EXTRACT:
-- Start --

I think, first of all, as you look at the vehicle, I mean, even as you get off the vehicle into charging stations, I think silicon carbide plays a role in all of those. However, the inverter is the biggest part of the market when you think about electric vehicle. And I think as you start to work your way down from the inverter, I think more to onboard charging and DC-DC conversion. So I really think of it as the biggest market opportunities in the inverter. That's why it's here garnering most of the attention. And then you start to work your way down. From a content standpoint, it starts to pair off a bit in terms of what those opportunities are. And you can start to see maybe more competition depending on what the voltage levels are and what you're trying to do. You start moving off the vehicle and then into like charging applications. Fast charging and -- is becoming obviously a big part of the equation. I think what's changed over the last maybe 18 months is silicon versus silicon carbide was a cost discussion. And I think now what it's changed into is an efficiency discussion around range on the vehicle, which is in the inverter. And then secondly, it's how fast can you charge the vehicle and can you get that comparable to what you would do in a gas station. A lot of these fast-charging applications that you're hearing about can charge 75 miles in 5 minutes. That's where silicon carbide comes in and makes a big difference. When you think about content, like an electric vehicle content would be say, $300 to $600 of content in electric vehicle, but a charging station is like $1,000 of content, so as you think about these different pieces, whether it be the 3 you mentioned inside the vehicle or the charging station, as you think about outside the vehicle, all of them play a role and all of them have different competitive aspects as you think about how you win business in those parts of the electric vehicle market.

Christopher Muse

analyst
#18

Got you. Okay. Very helpful. I guess I want to hit on manufacturing. You talked earlier about getting first tools delivered today. Can you tell us where we are in terms of progressing over 200-millimeter, and how we should think about yields, commercial viability, qualifications and getting a true ramp at your Mohawk facility?

-- End --

DATA SHOWN:
-- Start --

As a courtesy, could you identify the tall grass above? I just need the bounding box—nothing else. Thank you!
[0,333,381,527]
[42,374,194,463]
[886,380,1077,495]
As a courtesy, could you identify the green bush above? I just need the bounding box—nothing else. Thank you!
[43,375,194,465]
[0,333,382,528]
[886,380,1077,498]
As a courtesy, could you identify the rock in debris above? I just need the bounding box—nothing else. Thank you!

-- End --

TASKS TO CARRY OUT:
a) In the silicon carbide transcript, how many miles of range can the fast-charging applications mentioned add in 5 minutes?
b) Continue the silicon carbide transcript from the point where it stops.

ANSWERS BY TASK:
a) 75 miles.

b)
Neill Reynolds

executive
#19

Yes. First of all, very happy to say we had our first tool installed into the factory, delivering the factory just before the Memorial Day holiday. So it's about 10 days ago or so. And I actually took a trip up there last week to kind of review the delivery schedule and take a look at the fab. And I think the team has just done a phenomenal job of getting us to where we're at today. Essentially, the Mohawk Valley Fab was rated dirt a year ago. And today, we're putting tools into the factory, which is really great to see. From a timing standpoint, I think what you'll see going forward is, during this year, we'll continue to do some of the fit out, enter the tools, power them up. Later this year, start to run some test wafers through a line we'll eventually have installed this year. And as you get into next year, I think that's the most important thing, what we've talked about is beginning to ramp the fab in the back half -- or the first half of calendar year '22. And what I mean by ramp is the first -- I think maybe that March quarter, maybe in that time frame, we're internally qualifying the fab. So we've got [indiscernible]. We've got the automation equipment in. We're managing through on bringing up the tools. So you'll see some qualification going on during that period. Then what we'll do is we'll work on what a pretty aggressive qualification period with our customers. And you'll start to see that happen based on the schedule, I mean, in the June quarter this -- next year. So you'll see lots of qualification activity in the first half of the year, both internally and then with customers. And we've got, I think, a pretty good lineup with our customers, and we're integrated with them in terms of how we want to go manage that. We will see probably some revenue coming off the line next year as you get into calendar year '22. But I think you're going to see the more substantial capacity changes happen in terms of the amount of revenue coming out of the facility in the second half of calendar year '22, and we'll start to see that really ramp, from a revenue standpoint, a more significant way over that time frame. And I think as you look at the business plan that we have, we talked about getting to $1.5 billion of revenue by 2024. That's in line with what we kind of had anticipated. So, so far, so good in terms of bringing in the fab. But those will be kind of some of the key milestones to think about. We start bringing up capacity of the Mohawk Valley.

Christopher Muse

analyst
#20

Got you. So I guess a 2-part question. Can you kind of walk through what you're doing in terms of full automation, other efforts to enhance yields and output as well as the obvious benefits from going to a larger wafer size? And then the second part would be, at that point, you'll be the only player in silicon carbide with a 200-millimeter fab. How should we think about the impact of having, a, that capacity; and b, a lower price point? How will that impact your share on both materials and device businesses?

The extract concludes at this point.